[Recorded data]
[Start of Attachment]
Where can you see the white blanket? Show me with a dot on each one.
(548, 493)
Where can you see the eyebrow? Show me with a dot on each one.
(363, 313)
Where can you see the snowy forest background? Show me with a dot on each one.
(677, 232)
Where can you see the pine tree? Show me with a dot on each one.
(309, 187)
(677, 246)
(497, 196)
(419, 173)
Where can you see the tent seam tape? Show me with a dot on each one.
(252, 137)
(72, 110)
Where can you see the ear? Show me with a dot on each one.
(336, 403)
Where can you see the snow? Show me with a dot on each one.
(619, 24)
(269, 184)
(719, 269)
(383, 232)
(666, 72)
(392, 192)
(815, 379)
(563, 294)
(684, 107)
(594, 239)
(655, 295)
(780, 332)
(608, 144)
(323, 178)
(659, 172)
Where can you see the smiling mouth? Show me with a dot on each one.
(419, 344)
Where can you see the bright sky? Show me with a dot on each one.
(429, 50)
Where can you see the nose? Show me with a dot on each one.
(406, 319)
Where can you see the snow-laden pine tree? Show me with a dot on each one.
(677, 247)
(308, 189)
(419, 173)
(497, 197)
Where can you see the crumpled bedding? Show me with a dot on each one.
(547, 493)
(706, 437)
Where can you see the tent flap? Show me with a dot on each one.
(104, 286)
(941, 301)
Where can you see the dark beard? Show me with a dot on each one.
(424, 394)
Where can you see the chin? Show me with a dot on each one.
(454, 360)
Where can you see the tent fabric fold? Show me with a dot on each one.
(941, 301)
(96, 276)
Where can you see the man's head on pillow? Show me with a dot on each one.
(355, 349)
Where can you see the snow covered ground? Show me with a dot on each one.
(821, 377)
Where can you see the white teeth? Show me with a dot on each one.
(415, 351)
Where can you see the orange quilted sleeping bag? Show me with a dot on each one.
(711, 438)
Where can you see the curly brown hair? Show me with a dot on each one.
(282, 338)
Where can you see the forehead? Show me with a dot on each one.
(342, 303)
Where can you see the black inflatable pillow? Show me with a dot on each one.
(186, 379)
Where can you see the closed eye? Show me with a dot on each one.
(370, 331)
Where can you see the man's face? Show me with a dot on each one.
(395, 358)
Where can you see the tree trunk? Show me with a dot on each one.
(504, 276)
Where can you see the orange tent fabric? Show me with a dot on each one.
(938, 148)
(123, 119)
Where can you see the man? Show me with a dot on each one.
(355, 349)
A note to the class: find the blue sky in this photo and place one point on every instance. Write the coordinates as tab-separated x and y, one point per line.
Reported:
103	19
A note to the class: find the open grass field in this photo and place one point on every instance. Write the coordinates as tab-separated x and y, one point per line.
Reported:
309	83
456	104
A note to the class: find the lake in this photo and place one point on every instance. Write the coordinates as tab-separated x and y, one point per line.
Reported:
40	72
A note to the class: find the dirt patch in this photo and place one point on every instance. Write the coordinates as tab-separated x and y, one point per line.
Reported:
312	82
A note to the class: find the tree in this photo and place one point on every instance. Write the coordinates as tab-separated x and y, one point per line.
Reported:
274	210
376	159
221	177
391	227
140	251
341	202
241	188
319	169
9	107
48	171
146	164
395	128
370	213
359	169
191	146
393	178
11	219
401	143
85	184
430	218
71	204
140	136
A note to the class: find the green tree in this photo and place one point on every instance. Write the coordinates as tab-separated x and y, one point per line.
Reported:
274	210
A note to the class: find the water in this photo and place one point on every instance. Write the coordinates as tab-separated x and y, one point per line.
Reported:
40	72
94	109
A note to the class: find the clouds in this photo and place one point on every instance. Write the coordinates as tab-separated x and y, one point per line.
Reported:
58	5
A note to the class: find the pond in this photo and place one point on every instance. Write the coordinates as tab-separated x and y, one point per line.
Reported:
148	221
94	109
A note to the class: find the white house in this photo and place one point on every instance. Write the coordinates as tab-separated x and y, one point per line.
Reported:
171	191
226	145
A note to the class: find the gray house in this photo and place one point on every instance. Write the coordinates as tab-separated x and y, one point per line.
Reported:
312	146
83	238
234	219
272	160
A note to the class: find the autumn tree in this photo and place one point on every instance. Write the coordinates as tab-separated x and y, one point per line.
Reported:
[End of Attachment]
(WHAT TO WORK ON):
In the entries above, the lines from the one bearing "Where can you see the snow covered" up to and including the one bearing "A note to the class: find the blue" should be transcribed exactly; no other line is wanted.

(SOLUTION TO THIS TASK):
Where can you see the snow covered ground? Show me with a dot on each one.
(821, 377)
Where can you see the white teeth? Show me with a dot on each one.
(415, 351)
Where can you see the orange quilted sleeping bag? Show me with a dot on each one.
(711, 438)
Where can you see the curly brown hair? Show me with a dot on each one.
(282, 338)
Where can you see the forehead? Show me with a dot on each one.
(342, 303)
Where can you see the black inflatable pillow? Show me with a dot on each one.
(186, 379)
Where can you see the closed eye? Show me with a dot on each one.
(370, 331)
Where can you see the man's face? Show me with a dot on each one.
(395, 358)
Where can you see the tree trunk? Show me with a dot on each one.
(504, 276)
Where can you see the orange tent fabric? Show me with a dot on each one.
(938, 148)
(123, 119)
Where can you see the man? Show me with a dot on each one.
(355, 349)
A note to the class: find the blue sky in this photo and place one point on every instance. Write the coordinates as tab-separated x and y, one point per line.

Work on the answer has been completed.